**EXTRAIT FOURNI:**
-.-.-
Commémoration des attentats terroristes du 7 octobre à Paris.  Commémoration des attentats terroristes du 7 octobre à Paris.  

Rabbin David Meyer: «Le 7 octobre a révélé la grande solitude des juifs»

Figure du mouvement juif libéral en France et auteur de nombreux ouvrages, le rabbin franco-israélien David Meyer revient sur une année de chaos un an après les attaques du Hamas sur le sud d'Israël. Au-delà des différences et de la multiplicité des courants dans le judaïsme, ces attaques ont une dimension existentielle pour le peuple juif, rappelle-t-il.

Olivier Bonnel – Cité du Vatican

La dernière fois que nous avions croisé le rabbin David Meyer, c’était à l’Université pontificale Grégorienne de Rome où il enseigne l’histoire de la pensée juive contemporaine. Une rencontre qui s’était tenue quelques jours après les attaques du Hamas sur le sud d’Israël qui avait saisi d’effroi tout un pays. Un an plus tard, à l’heure où Israël commémore ses victimes et où la guerre n’a eu de cesse de s’élargir dans la région, il revient sur ce qui a changé pour les juifs depuis le 7 octobre 2023, la hausse de l’antisémitisme dans de nombreux pays occidentaux, mais aussi la solitude des juifs face à un océan de violence et tente de dégager des pistes pour regarder l’avenir avec espoir.

Entretien avec le rabbin David Meyer

Qu’a représenté le 7 octobre pour le juif que vous êtes? Est-ce que le «monde a changé»?

Pour la très grande majorité des juifs, qu'ils soient Israéliens ou pas, je pense qu'effectivement il y a le sentiment qu’après le 7 octobre, le monde a changé. Je crois que ce qui a changé, c'est d'abord la perception de la sécurité que l’État d'Israël s'offrait à lui-même et offrait au judaïsme. Cette sécurité-là a volé en éclat. C'est pour ça qu'on a parlé d'un pogrom, c'est à dire que ça a renvoyé les Juifs vers une réalité du passé que nous pensions abolie quelque part par l'histoire et par la création de l'État d'Israël, cet État qui était supposé justement protéger les juifs, en tous les cas être capable de se défendre. Je pense que de ce point de vue-là, il y a eu vraiment un traumatisme extrêmement profond durant cet événement du 7 octobre, et bien évidemment, de ce que ça a révélé par la suite.
-.-.-
[Entrées tirées d'une collection]

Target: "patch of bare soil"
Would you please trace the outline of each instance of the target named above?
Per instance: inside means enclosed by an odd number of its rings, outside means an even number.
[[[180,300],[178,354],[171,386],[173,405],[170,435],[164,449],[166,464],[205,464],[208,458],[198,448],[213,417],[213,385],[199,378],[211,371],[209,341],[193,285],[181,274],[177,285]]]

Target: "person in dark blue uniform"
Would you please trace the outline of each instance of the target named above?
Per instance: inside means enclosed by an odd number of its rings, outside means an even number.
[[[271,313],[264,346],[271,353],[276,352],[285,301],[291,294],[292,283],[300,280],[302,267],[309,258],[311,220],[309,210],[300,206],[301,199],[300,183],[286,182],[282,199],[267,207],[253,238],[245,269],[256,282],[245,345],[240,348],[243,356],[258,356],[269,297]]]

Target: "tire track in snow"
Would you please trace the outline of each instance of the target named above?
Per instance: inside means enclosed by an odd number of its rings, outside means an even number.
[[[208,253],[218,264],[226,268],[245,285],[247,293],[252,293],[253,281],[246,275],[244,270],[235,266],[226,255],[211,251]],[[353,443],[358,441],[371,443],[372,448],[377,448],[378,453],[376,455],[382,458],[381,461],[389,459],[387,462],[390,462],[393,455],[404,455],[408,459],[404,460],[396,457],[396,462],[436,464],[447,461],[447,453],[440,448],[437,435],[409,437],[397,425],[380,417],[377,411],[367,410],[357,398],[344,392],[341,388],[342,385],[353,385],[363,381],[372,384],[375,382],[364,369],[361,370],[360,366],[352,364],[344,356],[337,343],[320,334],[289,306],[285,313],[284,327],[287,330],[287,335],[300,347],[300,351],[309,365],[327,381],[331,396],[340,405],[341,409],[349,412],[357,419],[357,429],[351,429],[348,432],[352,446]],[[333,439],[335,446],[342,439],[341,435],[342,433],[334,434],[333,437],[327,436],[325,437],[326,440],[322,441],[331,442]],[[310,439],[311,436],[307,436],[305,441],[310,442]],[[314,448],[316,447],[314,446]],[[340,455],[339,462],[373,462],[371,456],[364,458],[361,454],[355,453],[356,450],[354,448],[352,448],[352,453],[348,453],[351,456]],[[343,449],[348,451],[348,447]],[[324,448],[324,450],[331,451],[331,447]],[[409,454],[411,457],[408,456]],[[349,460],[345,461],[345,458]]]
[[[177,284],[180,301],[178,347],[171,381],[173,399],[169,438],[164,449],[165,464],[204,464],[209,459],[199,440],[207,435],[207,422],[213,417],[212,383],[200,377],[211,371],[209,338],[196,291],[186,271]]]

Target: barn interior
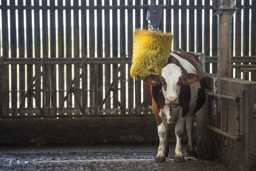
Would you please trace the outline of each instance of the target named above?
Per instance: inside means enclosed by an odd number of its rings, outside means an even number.
[[[155,163],[159,138],[145,84],[130,75],[148,5],[172,51],[205,72],[198,157]],[[0,0],[0,170],[251,170],[256,168],[256,1]]]

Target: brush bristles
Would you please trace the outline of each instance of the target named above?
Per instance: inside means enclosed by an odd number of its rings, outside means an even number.
[[[141,80],[150,74],[161,74],[168,61],[173,38],[171,33],[135,29],[131,76]]]

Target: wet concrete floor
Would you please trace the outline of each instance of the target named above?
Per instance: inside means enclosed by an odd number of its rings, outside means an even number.
[[[154,161],[157,145],[0,147],[0,170],[225,170],[216,161],[174,161],[170,146],[164,162]],[[186,147],[183,148],[185,156]]]

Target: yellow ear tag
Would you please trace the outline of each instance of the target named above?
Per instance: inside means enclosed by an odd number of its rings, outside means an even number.
[[[155,81],[155,80],[152,80],[152,83],[157,83],[157,82],[156,82],[156,81]]]

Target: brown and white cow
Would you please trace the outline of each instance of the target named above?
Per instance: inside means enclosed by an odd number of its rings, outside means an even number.
[[[204,76],[199,58],[179,49],[171,53],[160,75],[150,74],[143,79],[146,83],[147,102],[157,119],[160,144],[156,161],[165,161],[168,155],[167,132],[169,124],[176,123],[177,141],[175,161],[185,161],[181,137],[186,121],[189,156],[197,154],[192,142],[194,114],[205,100]]]

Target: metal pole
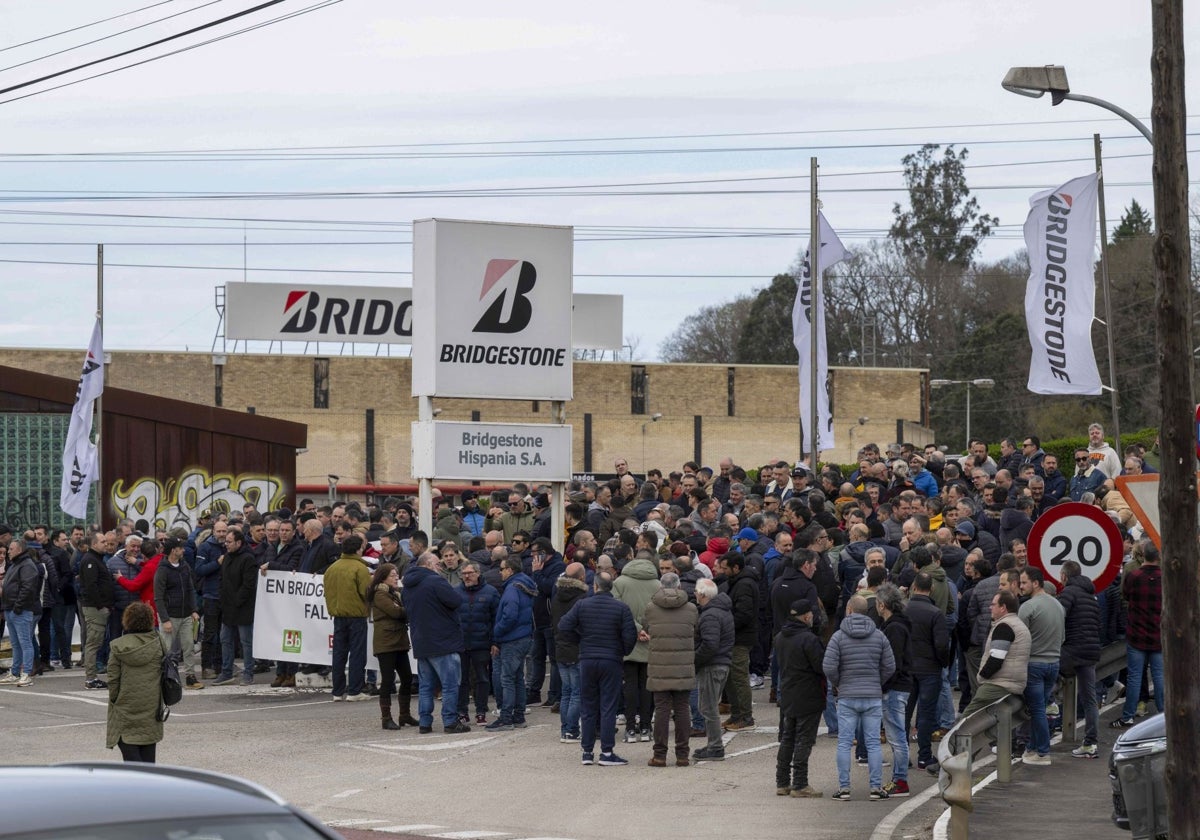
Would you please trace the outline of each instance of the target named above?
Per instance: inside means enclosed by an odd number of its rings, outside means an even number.
[[[967,382],[967,445],[964,452],[971,451],[971,382]]]
[[[1092,143],[1096,145],[1096,172],[1100,175],[1099,204],[1100,204],[1100,286],[1104,288],[1104,326],[1109,337],[1109,396],[1112,398],[1112,449],[1117,450],[1117,457],[1124,463],[1124,454],[1121,451],[1121,400],[1117,394],[1117,360],[1116,349],[1112,342],[1112,287],[1109,283],[1109,222],[1104,214],[1104,164],[1100,158],[1100,136],[1092,134]]]
[[[810,466],[812,472],[817,470],[817,455],[820,450],[820,418],[817,416],[817,329],[820,326],[820,320],[817,316],[821,313],[821,221],[818,217],[821,203],[817,200],[817,158],[809,158],[809,196],[811,198],[811,211],[812,211],[812,230],[809,235],[809,294],[810,294],[810,317],[809,317],[809,452],[812,456]],[[800,446],[800,456],[804,456],[804,446]]]
[[[104,246],[96,246],[96,320],[100,322],[101,347],[104,343]],[[96,397],[96,520],[104,527],[104,354],[100,361],[100,396]]]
-.-.-
**CONSIGNE:**
Recopiez le passage du texte sur le rabbin David Meyer qui va de "Figure du mouvement" jusqu'à "peuple juif, rappelle-t-il.", en substituant "bouleversements" à "chaos".

**CORRIGÉ:**
Figure du mouvement juif libéral en France et auteur de nombreux ouvrages, le rabbin franco-israélien David Meyer revient sur une année de bouleversements un an après les attaques du Hamas sur le sud d'Israël. Au-delà des différences et de la multiplicité des courants dans le judaïsme, ces attaques ont une dimension existentielle pour le peuple juif, rappelle-t-il.